> [Travail à faire]:
A - Recopiez fidèlement le passage du texte sur l'alerte des scientifiques qui va de « Oliver Day, Oregon » à « fichier supplémentaire S2) ».
B - D'après le texte sur l'alerte des scientifiques, en quelle année le premier Avertissement des scientifiques du monde à l'humanité a-t-il été écrit ?
C - Prolongez le texte sur l'alerte des scientifiques en enchaînant directement après sa dernière phrase.

> [Texte fourni]:
--*--

WARNING

14 novembre 2017,

Oliver Day, Oregon State University

L’alerte des scientifiques du monde à l’humanité: un deuxième avis

par William J. Ripple, Christopher Wolf, Mauro Galetti, Thomas M Newsome, Mohammed Alamgir, Eileen Crist, Mahmoud I. Mahmoud, William F. Laurance. Et 15 324 signataires de 184 pays (La liste complète des signataires peut être trouvée dans le fichier supplémentaire S2)
Il y a vingt-cinq ans, l’Union of Concerned Scientists et plus de 1500 scientifiques indépendants, y compris la majorité des lauréats du prix Nobel dans les sciences, ont écrit l’Avertissement des scientifiques du monde à l’humanité, de 1992 (voir le Fichier Supplémentaire S1). Ces professionnels concernés ont appelé l’humanité à réduire la destruction de l’environnement et ont insisté qu’”un changement radical dans notre intendance de la Terre et de la vie sur elle s’avère nécessaire pour éviter la misère humaine à grande échelle”. Dans leur manifeste, ils ont montré que les humains étaient sur un cours de collision avec le monde naturel. Ils se sont dits préoccupés par les dommages actuels, imminents ou potentiels sur la planète Terre impliquant l’appauvrissement de l’ozone, la disponibilité en eau douce, les effondrements de la pêche marine, les zones mortes de l’océan, la perte de forêt, la destruction de la biodiversité, le changement climatique et la croissance continue de la population humaine. Ils ont proclamé que des changements fondamentaux étaient nécessaires de toute urgence pour éviter les conséquences que notre cours actuel apporterait.

--*--

> [Lignes fournies]:

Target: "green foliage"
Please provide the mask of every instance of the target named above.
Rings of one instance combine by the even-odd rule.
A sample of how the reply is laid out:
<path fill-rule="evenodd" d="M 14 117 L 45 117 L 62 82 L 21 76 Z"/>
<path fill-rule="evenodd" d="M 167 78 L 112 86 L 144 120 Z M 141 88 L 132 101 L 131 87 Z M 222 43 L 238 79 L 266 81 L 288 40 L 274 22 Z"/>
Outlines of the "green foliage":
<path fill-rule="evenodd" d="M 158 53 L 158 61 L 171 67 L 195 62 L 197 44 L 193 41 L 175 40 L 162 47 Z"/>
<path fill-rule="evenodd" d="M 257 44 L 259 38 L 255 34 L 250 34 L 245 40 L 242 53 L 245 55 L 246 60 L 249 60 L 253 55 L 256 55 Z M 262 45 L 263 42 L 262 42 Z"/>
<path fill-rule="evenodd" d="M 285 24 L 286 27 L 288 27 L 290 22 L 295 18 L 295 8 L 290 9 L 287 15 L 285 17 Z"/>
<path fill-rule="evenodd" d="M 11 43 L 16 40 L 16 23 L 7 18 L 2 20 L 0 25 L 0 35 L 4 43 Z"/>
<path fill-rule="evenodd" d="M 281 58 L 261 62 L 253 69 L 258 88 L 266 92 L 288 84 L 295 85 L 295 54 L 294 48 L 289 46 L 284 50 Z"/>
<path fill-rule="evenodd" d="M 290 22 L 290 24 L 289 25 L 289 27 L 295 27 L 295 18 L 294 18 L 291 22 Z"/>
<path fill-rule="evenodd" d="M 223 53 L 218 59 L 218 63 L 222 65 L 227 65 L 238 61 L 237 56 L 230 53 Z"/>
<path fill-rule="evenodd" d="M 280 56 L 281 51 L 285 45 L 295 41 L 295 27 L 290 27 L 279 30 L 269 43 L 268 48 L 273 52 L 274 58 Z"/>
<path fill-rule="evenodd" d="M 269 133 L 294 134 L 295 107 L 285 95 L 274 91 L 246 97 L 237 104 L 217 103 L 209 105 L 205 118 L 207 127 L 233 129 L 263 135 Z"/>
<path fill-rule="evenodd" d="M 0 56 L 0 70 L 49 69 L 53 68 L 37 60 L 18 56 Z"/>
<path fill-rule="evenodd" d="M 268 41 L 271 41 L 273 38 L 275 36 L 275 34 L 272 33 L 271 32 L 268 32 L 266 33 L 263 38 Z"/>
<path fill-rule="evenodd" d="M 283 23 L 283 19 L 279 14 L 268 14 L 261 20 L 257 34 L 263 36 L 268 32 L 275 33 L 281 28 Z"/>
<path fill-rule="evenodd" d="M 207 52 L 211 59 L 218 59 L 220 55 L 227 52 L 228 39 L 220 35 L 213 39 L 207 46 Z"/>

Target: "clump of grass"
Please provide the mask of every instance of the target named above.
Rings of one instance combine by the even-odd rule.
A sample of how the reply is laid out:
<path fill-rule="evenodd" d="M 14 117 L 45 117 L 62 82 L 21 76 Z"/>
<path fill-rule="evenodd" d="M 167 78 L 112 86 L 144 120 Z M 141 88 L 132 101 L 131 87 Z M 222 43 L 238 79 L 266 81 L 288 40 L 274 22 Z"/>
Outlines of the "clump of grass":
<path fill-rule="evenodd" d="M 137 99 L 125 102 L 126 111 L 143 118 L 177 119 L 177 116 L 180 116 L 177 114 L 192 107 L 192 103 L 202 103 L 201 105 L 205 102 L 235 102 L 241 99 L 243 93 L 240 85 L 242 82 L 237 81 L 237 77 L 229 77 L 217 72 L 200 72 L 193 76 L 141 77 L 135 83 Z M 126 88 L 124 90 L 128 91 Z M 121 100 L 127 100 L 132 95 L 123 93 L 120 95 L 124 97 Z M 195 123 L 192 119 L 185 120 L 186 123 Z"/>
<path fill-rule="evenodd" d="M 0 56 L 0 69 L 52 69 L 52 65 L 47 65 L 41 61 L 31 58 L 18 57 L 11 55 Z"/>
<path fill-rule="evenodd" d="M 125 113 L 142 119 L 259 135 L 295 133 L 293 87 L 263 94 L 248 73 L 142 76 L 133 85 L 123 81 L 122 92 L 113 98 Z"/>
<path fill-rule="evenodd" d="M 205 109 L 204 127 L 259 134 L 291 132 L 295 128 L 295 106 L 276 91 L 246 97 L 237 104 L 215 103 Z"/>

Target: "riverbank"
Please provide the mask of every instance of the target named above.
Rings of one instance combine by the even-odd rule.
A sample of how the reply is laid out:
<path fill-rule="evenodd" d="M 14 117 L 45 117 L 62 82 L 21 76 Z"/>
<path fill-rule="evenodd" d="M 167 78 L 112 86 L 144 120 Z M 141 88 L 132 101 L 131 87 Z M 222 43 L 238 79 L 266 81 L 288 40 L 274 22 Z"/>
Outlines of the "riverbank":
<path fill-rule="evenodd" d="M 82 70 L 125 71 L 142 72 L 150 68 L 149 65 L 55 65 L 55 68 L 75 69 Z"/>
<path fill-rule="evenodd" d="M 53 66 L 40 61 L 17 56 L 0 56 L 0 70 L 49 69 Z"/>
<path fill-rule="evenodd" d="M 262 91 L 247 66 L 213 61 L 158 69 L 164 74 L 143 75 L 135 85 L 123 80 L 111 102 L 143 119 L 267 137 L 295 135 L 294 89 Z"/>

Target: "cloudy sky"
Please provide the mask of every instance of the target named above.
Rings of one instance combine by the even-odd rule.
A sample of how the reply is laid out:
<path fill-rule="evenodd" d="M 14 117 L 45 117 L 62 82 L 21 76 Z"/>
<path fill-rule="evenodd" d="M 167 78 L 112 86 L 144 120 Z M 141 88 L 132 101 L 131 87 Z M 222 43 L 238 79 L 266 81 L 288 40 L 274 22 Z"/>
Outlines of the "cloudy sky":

--*--

> [Corrigé]:
A -
Oliver Day, Oregon State University

L’alerte des scientifiques du monde à l’humanité: un deuxième avis

par William J. Ripple, Christopher Wolf, Mauro Galetti, Thomas M Newsome, Mohammed Alamgir, Eileen Crist, Mahmoud I. Mahmoud, William F. Laurance. Et 15 324 signataires de 184 pays (La liste complète des signataires peut être trouvée dans le fichier supplémentaire S2)

B - En 1992.

C -
Les auteurs de la déclaration de 1992 craignaient que l’humanité poussât les écosystèmes terrestres au-delà de leurs capacités à soutenir la toile de la vie. Ils ont décrit comment nous approchons rapidement plusieurs des limites de ce que la planète peut tolérer sans dommage substantiel et irréversible. Les scientifiques ont plaidé pour la stabilisation de la population humaine, en décrivant comment notre nombre important – gonflé par 2 milliards de personnes supplémentaires depuis 1992, une augmentation de 35% – exerce des tensions sur Terre qui peuvent annuler d’autres efforts pour réaliser un avenir durable (Crist et al., 2017 ). Ils ont imploré de réduire les émissions de gaz à effet de serre (GES), d’éliminer les combustibles fossiles, de réduire la déforestation et d’inverser la tendance à l’effondrement de la biodiversité.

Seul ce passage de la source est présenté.